Les tout premiers exemplaires sont vendus sans éclairage, comme le modèle de gauche. Ils possédaient des vitres avant transparentes et une reproduction grossière en plastique de la rambarde traversant les baies vitrées. Très vite, courant 1965, le moule est rectifié pour supprimer cette rambarde et le modèle est équipé d’un éclairage avant nécessitant des vitres opaques pour ne pas diffuser de manière irréaliste.

La version de l’autorail, vendue sans éclairage est commercialisée début d’année 1965. Il fait le bonheur des magasins de trains miniatures parisiens qui n’hésitent pas à en faire une large publicité comme « Au Pélican » dans Loco Revue N°248 ou « Baby Trains » dans le RMF N° 35, parus tous les deux en février 1965. Pensez donc, un autorail français et sa remorque vendus 28,50 NF soit environ 35 de nos Euros actuels ! C’est une aubaine pour le modélisme si on le compare au prix du même modèle commercialisé à l’époque par le RMA au prix de 135 NF en souscription fin 1964 (environ 172 Euros). Malgré cette différence de prix importante, le modèle RMA avait une présentation comparable, voire d’un niveau inférieur à celui de Jouef (Voir sur ce site la rubrique histoire du RMA).

Jouef proposait son autorail en deux types de conditionnement ; dans un coffret accompagné d’une remorque et joliment illustré, vendu sous la référence 760 E ou en boîte individuelle sous les références 832 E pour la motrice et 851 pour la remorque. La remorque, par contre, était fausse car extrapolée directement de la caisse de l’autorail avec uniquement le toit re-gravé, ce qui ne reproduisait pas la réalité.

1965 l’année des lumières chez Jouef.

------------------------------------------------------------

__Travail demandé__
(A) Relevez toutes les références commerciales sous lesquelles Jouef vendait son autorail et sa remorque d'après le passage sur l'autorail Jouef, en précisant ce que chacune désigne.
(B) Rédigez la suite du passage sur l'autorail Jouef, s'il vous plaît, à partir de sa dernière phrase.
Le matériel placé plus bas n'est pas nécessaire.

__Données fournies__
------------------------------------------------------------

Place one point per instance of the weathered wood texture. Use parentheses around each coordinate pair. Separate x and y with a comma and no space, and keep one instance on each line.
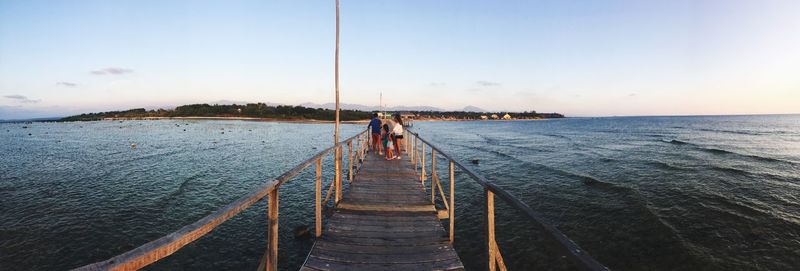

------------------------------------------------------------

__Problèmes résolus__
(A)
- 760 E : le coffret illustré contenant l'autorail et sa remorque
- 832 E : la motrice en boîte individuelle
- 851 : la remorque en boîte individuelle

(B)
Les pages du catalogue 1965 surprennent et marquent le contraste par une coloration en jaune des baies vitrées des voitures équipées d’origine d’éclairage intérieur. En général Jouef identifiait ses modèles éclairés en ajoutant la lettre E en fin de référence, ce qui est le cas sur ces pages pour les trois fourgons avec l’éclairage rouge de fin de convoi des fourgons illustrés à droite. Mais par contre, pour les voitures, cette mention E n’existe pas sur la référence et Jouef n’a sans doute pas vendu très longtemps des modèles équipés d’origine de l’éclairage intérieur, préférant livrer des sachets permettant à l’amateur de réaliser l’opération s’il le désirait.

L’arrivée de l’éclairage oblige Jouef à modifier ses aménagements intérieurs qui sont dégagés au niveau des bogies pour permettre les raccordements électriques. A l’arrière-plan, les contacts s’établissent grâce à des lamelles positionnées sur les bogies eux aussi modifiés. De nouvelles roues devenues métalliques en laiton bruni et montées uniquement sur un côté, permettent, en croisant les positions sur chaque bogie l’alimentation de l’éclairage par les deux polarités. Notez sur le côté de la boîte, les explications et les schémas permettant la pose de l’éclairage.

Toute une série de voitures et wagons de marchandises sont maintenant proposés équipés d’un éclairage rouge pour les deux feux de fin de convoi. Un insert en plastique translucide guide la luminosité de l’ampoule vers les deux lanternes. Lorsque les modèles sont équipés d’éclairage, la référence est complétée de la lettre E.

Illustrée en couleur sur le catalogue Jouef de 1971, la série des trois fourgons voyageurs avec le bel éclat rouge à l’arrière, évoquant l’éclairage de fin de convoi dont ils sont équipés.

Même le classique couvert UIC à deux essieux est proposé dans une version équipée de feux de fin de convoi sous la référence 624E, ce qui permet de composer une rame complète et homogène de ce modèle, sans fourgon, mais avec le bel éclairage rouge arrière réglementaire à la SNCF.

Un pinceau de lumière jaune évocateur est ajouté sur les illustrations du matériel moteur dans le catalogue 1965. La « lumière » est un gadget très prisé par les jeunes amateurs, il faut le mettre en valeur. C’est aussi, et une nouvelle fois pour Jouef, un moyen de hisser ses modèles au niveau de la concurrence qui, comme Märklin, Fleischmann ou HOrnby-acHO en font un large usage.

Mais l’éclairage est aussi un gros investissement nécessitant la modification de nombreux moules, comme on le voit ici avec la 231C qui en est équipée à gauche, en comparaison avec la version de 1964 à droite. Sur la boîte, on retrouve toujours l’ajout de la lettre E.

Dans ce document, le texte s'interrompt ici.